**Görev:** Aşağıdaki malzemede "handle" kelimesinin geçtiği bütün satırları topla.

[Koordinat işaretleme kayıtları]
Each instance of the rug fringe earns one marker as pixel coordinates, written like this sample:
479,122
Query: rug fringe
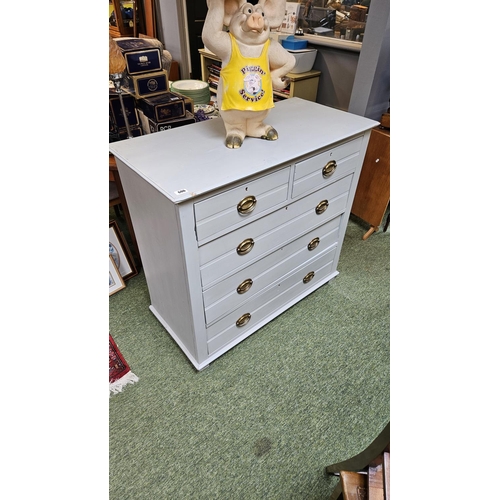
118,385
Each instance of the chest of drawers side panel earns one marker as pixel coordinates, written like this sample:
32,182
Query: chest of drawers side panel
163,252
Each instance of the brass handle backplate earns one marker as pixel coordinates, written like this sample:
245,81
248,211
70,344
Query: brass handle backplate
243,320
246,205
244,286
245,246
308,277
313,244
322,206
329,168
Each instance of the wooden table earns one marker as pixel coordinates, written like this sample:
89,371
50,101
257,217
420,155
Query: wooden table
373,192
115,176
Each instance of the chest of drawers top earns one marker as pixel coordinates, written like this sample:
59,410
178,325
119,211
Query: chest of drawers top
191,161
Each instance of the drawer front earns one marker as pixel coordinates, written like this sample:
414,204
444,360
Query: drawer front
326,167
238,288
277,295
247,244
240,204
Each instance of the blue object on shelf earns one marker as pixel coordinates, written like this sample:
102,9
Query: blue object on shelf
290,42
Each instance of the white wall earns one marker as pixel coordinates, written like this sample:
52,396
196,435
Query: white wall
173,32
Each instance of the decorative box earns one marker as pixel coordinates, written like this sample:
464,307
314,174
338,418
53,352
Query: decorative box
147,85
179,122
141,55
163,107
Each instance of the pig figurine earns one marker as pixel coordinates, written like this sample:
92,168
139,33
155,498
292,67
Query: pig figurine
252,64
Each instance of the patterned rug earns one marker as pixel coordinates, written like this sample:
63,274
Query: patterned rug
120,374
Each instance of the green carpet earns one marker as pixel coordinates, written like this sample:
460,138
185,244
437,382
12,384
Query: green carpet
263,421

...

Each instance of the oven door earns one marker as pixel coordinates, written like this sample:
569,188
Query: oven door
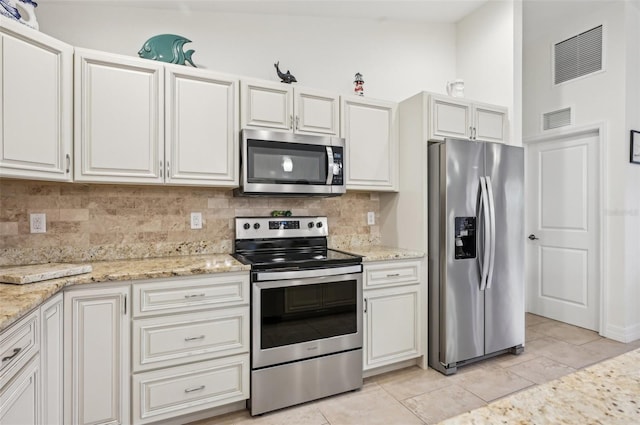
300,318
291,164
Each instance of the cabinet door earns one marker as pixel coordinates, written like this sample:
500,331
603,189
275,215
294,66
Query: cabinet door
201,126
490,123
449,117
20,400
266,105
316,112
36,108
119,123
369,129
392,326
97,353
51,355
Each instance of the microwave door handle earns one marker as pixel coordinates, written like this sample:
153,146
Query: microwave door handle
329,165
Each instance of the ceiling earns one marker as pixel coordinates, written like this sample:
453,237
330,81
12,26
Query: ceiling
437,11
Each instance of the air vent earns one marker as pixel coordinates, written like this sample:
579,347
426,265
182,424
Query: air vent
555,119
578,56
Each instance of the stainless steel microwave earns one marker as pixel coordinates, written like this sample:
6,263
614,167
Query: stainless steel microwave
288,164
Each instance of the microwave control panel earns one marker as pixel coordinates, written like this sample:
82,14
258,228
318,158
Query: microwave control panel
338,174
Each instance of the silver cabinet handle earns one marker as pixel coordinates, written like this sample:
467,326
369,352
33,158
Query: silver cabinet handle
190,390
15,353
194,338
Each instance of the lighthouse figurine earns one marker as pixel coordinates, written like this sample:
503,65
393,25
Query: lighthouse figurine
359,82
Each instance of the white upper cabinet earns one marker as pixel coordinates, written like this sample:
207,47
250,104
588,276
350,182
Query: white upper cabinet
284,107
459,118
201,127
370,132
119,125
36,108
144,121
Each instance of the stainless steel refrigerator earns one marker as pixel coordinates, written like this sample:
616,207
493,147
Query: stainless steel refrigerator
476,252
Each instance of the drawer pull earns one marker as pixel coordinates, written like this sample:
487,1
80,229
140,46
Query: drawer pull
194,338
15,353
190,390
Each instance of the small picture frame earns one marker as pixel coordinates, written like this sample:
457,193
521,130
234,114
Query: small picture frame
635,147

* * *

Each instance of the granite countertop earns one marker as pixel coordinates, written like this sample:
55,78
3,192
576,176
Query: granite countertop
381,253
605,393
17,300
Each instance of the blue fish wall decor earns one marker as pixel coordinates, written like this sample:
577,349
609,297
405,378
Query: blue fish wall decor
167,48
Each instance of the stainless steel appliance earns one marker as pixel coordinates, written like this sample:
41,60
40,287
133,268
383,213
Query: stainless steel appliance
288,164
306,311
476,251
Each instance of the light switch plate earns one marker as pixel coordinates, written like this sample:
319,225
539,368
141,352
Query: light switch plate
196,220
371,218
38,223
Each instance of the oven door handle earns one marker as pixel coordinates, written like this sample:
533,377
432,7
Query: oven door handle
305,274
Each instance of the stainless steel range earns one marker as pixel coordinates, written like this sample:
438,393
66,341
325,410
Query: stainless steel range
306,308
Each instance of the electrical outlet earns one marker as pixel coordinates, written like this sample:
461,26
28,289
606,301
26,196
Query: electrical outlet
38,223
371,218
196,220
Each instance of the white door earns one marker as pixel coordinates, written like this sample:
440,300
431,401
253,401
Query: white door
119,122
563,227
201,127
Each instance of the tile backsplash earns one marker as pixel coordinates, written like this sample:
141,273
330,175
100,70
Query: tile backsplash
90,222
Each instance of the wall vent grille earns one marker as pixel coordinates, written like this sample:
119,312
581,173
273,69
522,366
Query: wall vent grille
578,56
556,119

**Çözüm:**
Each instance of the brass handle backplate earns one marker as pixel coordinates, written like this sample:
Query: brass handle backplate
Each instance of the microwave door handle earns one marker as pixel coordinates, written like this sample:
Query: microwave door handle
Each instance of the silver cabinet handle earns one marker as pixel coordinates, written like this sample:
Query: silver cabinet handle
Each instance of the oven door handle earns one marker as pixel coordinates, written like this sample:
Query: oven door handle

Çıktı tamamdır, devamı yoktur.